My second fixed idea is the uselessness of men above sixty years of age, and the incalculable benefit it would be in commercial, political, and in professional life, if as a matter of course, men stopped work at this age.
A physician who treats himself has a fool for a patient.
The search of science for the spirits has been neither long nor earnest; nor is it a matter of surprise that it has not been undertaken earlier by men whose training had fitted them for the work.
It is no clear, vasty deep, but a muddy, Acheronian pool in which our modern spirits dwell, with Circe as the presiding deity and the Witch of Endor as her high priestess. Commingling with the solemn incantations of the devotees who throng the banks, one can hear the mocking laughter of Puck and of Ariel, as they play among the sedges and sing the monotonous refrain, "What fools these mortals be!" Sadly besmirched, and more fitted for a sojourn in Ancyra than in Athens, has been the condition of those who have returned from the quest, and we cannot wonder that scientific men have hesitated to stir the pool and risk a touch from Circe's wand. All the more honour to those who have with honest effort striven to pierce the veil and explore the mysteries which lie behind it.
Medicine is a science of uncertainty and an art of probability.
The greater the ignorance the greater the dogmatism.
We can only instill principles, put the student in the right path, give him method, teach him how to study, and early to discern between essentials and non-essentials.
To have striven, to have made the effort, to have been true to certain ideals — this alone is worth the struggle.
The best preparation for tomorrow is to do today's work superbly well.

• Information provided
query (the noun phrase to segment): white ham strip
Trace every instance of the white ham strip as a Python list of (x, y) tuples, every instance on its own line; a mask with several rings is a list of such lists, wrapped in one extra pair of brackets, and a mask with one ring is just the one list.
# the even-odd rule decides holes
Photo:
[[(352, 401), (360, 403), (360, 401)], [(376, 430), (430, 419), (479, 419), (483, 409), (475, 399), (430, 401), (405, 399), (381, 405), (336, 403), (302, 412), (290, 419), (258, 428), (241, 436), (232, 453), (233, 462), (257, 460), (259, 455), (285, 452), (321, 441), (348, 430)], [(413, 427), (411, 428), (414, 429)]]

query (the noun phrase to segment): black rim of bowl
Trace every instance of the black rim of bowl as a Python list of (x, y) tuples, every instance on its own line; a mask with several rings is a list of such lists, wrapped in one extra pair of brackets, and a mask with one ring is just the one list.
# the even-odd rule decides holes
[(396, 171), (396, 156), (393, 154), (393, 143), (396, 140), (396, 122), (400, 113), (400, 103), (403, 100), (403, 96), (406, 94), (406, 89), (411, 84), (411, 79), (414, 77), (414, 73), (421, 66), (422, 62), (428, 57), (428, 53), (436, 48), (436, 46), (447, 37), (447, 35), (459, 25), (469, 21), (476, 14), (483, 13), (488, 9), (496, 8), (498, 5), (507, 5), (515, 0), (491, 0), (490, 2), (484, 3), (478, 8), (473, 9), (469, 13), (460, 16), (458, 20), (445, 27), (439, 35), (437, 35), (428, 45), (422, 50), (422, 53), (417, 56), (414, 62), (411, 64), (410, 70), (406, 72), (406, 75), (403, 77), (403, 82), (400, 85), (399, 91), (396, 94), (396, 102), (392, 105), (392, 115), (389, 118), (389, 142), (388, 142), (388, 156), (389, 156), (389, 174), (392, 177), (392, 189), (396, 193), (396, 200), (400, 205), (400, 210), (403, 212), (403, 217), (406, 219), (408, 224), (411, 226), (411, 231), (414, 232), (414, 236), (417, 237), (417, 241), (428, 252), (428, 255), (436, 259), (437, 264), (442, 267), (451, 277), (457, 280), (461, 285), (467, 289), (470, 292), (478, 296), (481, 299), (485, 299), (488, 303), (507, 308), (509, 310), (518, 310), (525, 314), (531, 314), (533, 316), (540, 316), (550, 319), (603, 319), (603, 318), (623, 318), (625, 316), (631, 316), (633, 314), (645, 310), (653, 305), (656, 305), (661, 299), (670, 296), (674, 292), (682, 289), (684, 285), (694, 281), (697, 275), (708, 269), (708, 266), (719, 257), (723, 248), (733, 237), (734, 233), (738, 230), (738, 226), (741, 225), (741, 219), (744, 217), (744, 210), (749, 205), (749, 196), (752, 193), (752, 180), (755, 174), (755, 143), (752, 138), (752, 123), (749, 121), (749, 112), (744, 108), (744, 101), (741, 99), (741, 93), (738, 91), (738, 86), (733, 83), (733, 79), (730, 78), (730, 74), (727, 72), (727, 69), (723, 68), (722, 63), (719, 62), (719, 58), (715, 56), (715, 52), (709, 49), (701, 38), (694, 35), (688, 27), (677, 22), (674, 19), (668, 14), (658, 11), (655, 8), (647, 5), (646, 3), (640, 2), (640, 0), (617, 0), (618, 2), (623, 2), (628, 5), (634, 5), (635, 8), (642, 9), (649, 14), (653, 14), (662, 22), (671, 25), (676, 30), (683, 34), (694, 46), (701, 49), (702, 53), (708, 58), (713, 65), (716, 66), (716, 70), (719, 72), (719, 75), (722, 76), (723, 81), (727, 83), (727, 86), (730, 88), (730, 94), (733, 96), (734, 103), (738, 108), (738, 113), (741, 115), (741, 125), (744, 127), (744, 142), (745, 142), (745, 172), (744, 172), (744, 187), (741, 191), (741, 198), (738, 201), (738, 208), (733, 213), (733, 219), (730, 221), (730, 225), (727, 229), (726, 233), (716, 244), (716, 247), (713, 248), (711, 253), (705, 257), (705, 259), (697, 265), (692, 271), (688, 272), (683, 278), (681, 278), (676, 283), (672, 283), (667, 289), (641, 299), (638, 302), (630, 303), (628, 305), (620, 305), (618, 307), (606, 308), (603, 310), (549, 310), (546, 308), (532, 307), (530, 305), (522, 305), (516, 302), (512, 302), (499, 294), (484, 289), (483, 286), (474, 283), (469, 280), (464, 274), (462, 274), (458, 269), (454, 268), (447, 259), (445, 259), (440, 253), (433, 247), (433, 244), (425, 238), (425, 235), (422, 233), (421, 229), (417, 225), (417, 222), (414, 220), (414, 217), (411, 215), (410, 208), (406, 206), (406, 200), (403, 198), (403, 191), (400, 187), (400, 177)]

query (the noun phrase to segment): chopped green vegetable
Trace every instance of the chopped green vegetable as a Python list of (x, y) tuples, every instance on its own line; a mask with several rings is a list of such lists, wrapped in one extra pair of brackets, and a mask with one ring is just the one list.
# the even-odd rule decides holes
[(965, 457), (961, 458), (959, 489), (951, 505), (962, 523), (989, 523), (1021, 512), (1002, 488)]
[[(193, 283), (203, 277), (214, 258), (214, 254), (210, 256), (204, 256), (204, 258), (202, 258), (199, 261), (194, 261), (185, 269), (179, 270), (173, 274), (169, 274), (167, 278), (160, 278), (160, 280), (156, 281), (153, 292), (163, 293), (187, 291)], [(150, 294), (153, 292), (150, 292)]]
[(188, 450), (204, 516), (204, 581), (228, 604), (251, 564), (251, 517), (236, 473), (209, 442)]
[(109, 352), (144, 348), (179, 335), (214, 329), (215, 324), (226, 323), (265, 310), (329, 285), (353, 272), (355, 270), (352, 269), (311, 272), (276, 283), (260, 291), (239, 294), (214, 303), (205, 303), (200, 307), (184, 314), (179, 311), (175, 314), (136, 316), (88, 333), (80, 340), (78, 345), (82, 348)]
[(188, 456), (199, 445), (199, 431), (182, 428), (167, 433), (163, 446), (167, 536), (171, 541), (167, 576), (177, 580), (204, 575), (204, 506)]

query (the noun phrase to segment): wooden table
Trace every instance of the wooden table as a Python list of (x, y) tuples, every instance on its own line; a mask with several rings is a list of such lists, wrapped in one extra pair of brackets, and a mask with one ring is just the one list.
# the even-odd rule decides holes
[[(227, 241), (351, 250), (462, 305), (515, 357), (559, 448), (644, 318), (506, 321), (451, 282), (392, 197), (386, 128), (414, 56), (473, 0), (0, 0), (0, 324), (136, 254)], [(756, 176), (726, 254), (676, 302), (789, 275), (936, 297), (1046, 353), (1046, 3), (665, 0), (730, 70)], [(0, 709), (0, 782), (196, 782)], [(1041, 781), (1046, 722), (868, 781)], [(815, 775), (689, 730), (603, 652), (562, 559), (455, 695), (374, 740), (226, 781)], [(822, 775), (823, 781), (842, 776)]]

• Questions
**1.** Decide whether each statement agrees with the collection of sayings. Answer yes or no for (a), (b), and (c), and quote the words that decide each one. (a) Medicine is called a science of certainty. (b) Greater ignorance is said to bring greater dogmatism. (c) A physician who treats himself is said to have a wise patient.
**2.** Translate this sentence from the collection of sayings into Spanish: "The best preparation for tomorrow is to do today's work superbly well."
**3.** Output the part of the collection of sayings from "It is no clear, vasty" up to and including "art of probability.".
The items come from a separate source and have no connection to the collection of sayings.

• Solutions per task
**1.**
(a) No: "Medicine is a science of uncertainty and an art of probability."
(b) Yes: "The greater the ignorance the greater the dogmatism."
(c) No: "A physician who treats himself has a fool for a patient."

**2.** La mejor preparación para el mañana es hacer el trabajo de hoy extraordinariamente bien.

**3.**
It is no clear, vasty deep, but a muddy, Acheronian pool in which our modern spirits dwell, with Circe as the presiding deity and the Witch of Endor as her high priestess. Commingling with the solemn incantations of the devotees who throng the banks, one can hear the mocking laughter of Puck and of Ariel, as they play among the sedges and sing the monotonous refrain, "What fools these mortals be!" Sadly besmirched, and more fitted for a sojourn in Ancyra than in Athens, has been the condition of those who have returned from the quest, and we cannot wonder that scientific men have hesitated to stir the pool and risk a touch from Circe's wand. All the more honour to those who have with honest effort striven to pierce the veil and explore the mysteries which lie behind it.
Medicine is a science of uncertainty and an art of probability.